SOURCE TEXT »
=== Begin Enclosure ===
Saint Thomas Takes Multidisciplinary Approach to Lung Cancer
The Saint Thomas Lung Cancer and Thoracic Center is redefining the treatment of lung cancer. Their multidisciplinary approach brings together specialists from multiple fields to treat each patient's cancer individually, while low-dose CT lung scans can detect problems long before symptoms start.
It's an initiative that thoracic surgical oncologist John Howington, MD, FACS, FCCP, said grew from the desire to revolutionize treatment of lung cancer patients while bringing together the most knowledgeable personnel possible.
"We wanted to change how these patients receive treatment, and we have thoracic surgeons who have a special focus on lung cancer and who are well trained in minimally invasive surgery and diagnosing nodules," Howington said.
Specialized expertise means 98 percent of procedures done through the center utilize minimally invasive scopes, which results in less pain and shorter hospital stays for the patient. Saint Thomas pulmonologists are experienced in navigational bronchoscopy and endobronchial ultrasound to add to the minimally invasive diagnosis and work up of lung cancer patients.
The need for dedicated care for this growing population resulted from a January 2015 decision in which Medicare agreed to pay for lung cancer screenings. "They listed specific criteria for who's eligible, and there are more patients at high risk being screened than ever before," said Howington, who has seen a 20 percent increase in screenings since last year. "This resulted in a concentrated focus on the disease and an increased need to communicate with primary care providers about lung cancer risks in the senior population so that they can have that discussion with their patients."
An Ongoing Effort
Through the center, Saint Thomas pulmonologists and surgeons also partner with medical oncologists to provide patients with access to clinical trials locally and nationally. Enrollment is currently underway for stage three and advanced stage lung cancers.
=== End Enclosure ===
EXTRACTED DATA »
=== Begin Enclosure ===
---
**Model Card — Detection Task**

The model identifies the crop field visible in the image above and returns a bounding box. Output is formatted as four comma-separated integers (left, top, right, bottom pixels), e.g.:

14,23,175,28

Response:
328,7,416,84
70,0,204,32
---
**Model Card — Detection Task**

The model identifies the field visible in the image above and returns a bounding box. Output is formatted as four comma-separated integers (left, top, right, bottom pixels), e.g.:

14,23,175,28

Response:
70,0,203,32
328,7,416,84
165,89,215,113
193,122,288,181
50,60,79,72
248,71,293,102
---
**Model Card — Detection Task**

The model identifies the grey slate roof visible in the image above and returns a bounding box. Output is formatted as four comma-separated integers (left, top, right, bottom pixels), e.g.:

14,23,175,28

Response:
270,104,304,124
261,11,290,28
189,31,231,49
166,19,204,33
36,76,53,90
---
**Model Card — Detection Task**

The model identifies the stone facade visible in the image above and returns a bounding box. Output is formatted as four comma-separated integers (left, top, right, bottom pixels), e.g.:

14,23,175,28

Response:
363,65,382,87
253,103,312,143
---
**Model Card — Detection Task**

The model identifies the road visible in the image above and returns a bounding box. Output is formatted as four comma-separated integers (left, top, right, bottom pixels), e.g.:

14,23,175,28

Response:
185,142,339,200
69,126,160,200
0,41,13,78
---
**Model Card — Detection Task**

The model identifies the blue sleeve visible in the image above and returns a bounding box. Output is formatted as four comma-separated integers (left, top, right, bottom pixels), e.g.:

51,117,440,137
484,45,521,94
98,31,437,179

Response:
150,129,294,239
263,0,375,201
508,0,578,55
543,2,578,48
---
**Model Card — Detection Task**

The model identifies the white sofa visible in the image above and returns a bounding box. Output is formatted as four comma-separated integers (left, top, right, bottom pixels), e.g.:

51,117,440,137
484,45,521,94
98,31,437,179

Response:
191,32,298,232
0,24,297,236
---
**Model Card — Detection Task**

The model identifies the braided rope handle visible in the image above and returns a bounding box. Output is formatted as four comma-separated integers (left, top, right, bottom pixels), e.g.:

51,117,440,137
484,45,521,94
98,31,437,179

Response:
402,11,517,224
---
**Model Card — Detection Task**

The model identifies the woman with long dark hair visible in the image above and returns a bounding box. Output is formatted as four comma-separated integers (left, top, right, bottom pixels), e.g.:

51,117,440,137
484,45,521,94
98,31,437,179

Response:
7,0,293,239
=== End Enclosure ===
WHAT YOU WILL DO »
**a.** In the article on the Saint Thomas lung cancer center:
(i) What share of the center's procedures use minimally invasive scopes?
(ii) In what month and year did Medicare agree to pay for lung cancer screenings?
(iii) For which lung cancers is clinical trial enrollment currently underway?
**b.** Could you carry on the article on the Saint Thomas lung cancer center, beginning right after its final sentence?

TASK RESULTS »
**a.**
(i) 98 percent.
(ii) January 2015.
(iii) Stage three and advanced stage lung cancers.

**b.**
To attack lung cancer on the front end, Saint Thomas works with the American Lung Association and the American Cancer Society in referring patients for smoking cessation. As immediate past president of the CHEST Foundation, Howington also contributes his efforts to the ALA's peer reviewed patient education materials and staffing hotline and Tobacco Free America.
Statistics are promising, with less than 20 percent of Americans still considered smokers (although Tennessee's rates are higher than the national average). Still, the aging baby boomer population means cancer is being diagnosed more often in the elderly, with a median patient age of 70.
"While incidence per 100,000 is going down, prevalence is actually going up," said Howington. That sobering fact has driven him to visit classrooms and high schools to discuss tobacco use and smoking cessation. "The concerning thing is that between 2000 and 2010 there was an increase in smoking among teen women, which is related to appetite suppression," he said.
Another hot topic among today's youth is vaping, or e-cigarettes, often considered harmless. Howington said the devices wreak the same havoc on the cardiovascular system as traditional cigarettes and that the hydrocarbons produced in the vaping process are too new to understand their long-term effects. In general, it takes 20 years after the introduction of a carcinogen before cancer starts developing.
Room for Improvement
And while more of the aging population is being screened, Howington said there's room for improvement in screenings among Medicare eligible patients.
"One thing required is shared decision making with their healthcare provider," he said. "We work within the system to make it easier for patients to meet with their doctor and talk about testing. They know someone with expertise is following up on them and helping; it's not just a screening and you're done."
He also encourages providers to talk openly to their patients about their fears and risks. "Patients need to know that not every nodule turns out to be cancer, and that there's hope."